§ Problem to solve
Every entry below must be repeated exactly; skip the pictures.
• • • • •
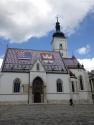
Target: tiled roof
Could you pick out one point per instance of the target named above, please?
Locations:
(22, 60)
(72, 63)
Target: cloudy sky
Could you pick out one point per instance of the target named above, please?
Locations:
(30, 24)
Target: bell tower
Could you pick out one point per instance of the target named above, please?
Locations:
(59, 42)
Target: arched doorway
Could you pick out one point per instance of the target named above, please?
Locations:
(38, 90)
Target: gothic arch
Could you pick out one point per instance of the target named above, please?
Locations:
(38, 90)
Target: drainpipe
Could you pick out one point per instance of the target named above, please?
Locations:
(29, 88)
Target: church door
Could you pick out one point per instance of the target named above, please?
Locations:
(37, 90)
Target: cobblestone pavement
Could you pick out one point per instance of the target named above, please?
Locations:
(47, 115)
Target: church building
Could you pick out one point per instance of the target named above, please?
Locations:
(31, 76)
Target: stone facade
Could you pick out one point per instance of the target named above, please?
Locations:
(29, 76)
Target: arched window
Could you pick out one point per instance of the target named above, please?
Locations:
(73, 88)
(81, 82)
(16, 87)
(59, 85)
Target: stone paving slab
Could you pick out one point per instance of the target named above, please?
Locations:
(46, 115)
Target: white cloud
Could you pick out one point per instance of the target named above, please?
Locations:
(88, 63)
(83, 50)
(22, 19)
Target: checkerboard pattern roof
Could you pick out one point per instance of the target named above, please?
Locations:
(22, 60)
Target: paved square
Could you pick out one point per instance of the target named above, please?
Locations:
(47, 115)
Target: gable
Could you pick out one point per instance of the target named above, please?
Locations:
(37, 66)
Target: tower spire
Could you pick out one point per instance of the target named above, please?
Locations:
(57, 26)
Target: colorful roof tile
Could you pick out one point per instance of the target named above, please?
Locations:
(22, 60)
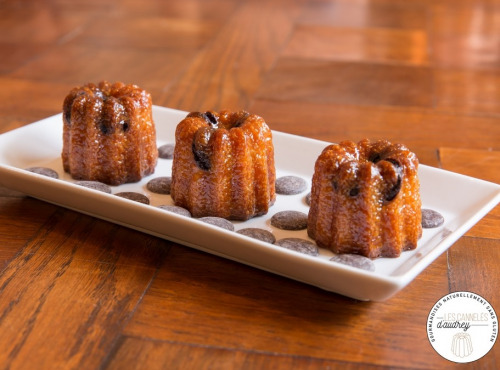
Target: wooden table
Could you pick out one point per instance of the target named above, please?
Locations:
(80, 293)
• • • • •
§ Solution for this task
Target: tiled roof
Could you pick out one point per instance of the target named above, please?
Locations:
(22, 60)
(72, 63)
Target: cloudy sky
Could you pick out one point per instance of the target named above, please?
Locations:
(30, 24)
Target: bell tower
Could you pick out one point per instance of the target named above, please?
Locations:
(59, 42)
Target: arched doorway
Could you pick out one point per instance of the target named above, please?
Locations:
(38, 90)
Target: gothic arch
Could you pick out one point per instance of the target named above, please?
Locations:
(38, 90)
Target: drainpipe
Could you pick out one point per instance of the target named above, please?
Locations:
(29, 88)
Target: church door
Could you pick out one point per instance of the target named above, please?
Locations:
(37, 90)
Target: cobblestone pavement
Could you pick out one point per instance of the target named above, please?
Locations:
(47, 115)
Target: church building
Could you pick out one point per instance of the target named above, please?
Locations:
(31, 76)
Target: stone facade
Could you pick out one point per instance of the target named above, please?
Locations:
(29, 76)
Target: arched window
Could you pick out one point per instance of the target named above, please?
Locations:
(73, 88)
(81, 82)
(16, 87)
(59, 85)
Target: stone paving slab
Could you pick out one point per instance of the target named above, please?
Locations:
(46, 115)
Target: white cloud
Could you pick out one point per instance of the target named above, please?
Locations:
(88, 63)
(83, 50)
(22, 19)
Target: checkerboard pattern roof
Could you pick out one point per instance of the target named above, please?
Locations:
(22, 60)
Target: paved square
Could you pick out one point per instance of the target named above, please?
Locations:
(47, 115)
Target: gable
Could you pick out one point per instance of the target named above, please?
Locations:
(37, 66)
Target: tower spire
Could you pick out one point per instance of the target named above, please?
Locations:
(57, 26)
Target: colorful roof tile
Could you pick out one point per instance of the target named above, please?
Locations:
(22, 60)
Target: wooden table
Could you pick out one point per instance of the target named above, please?
Locations:
(80, 293)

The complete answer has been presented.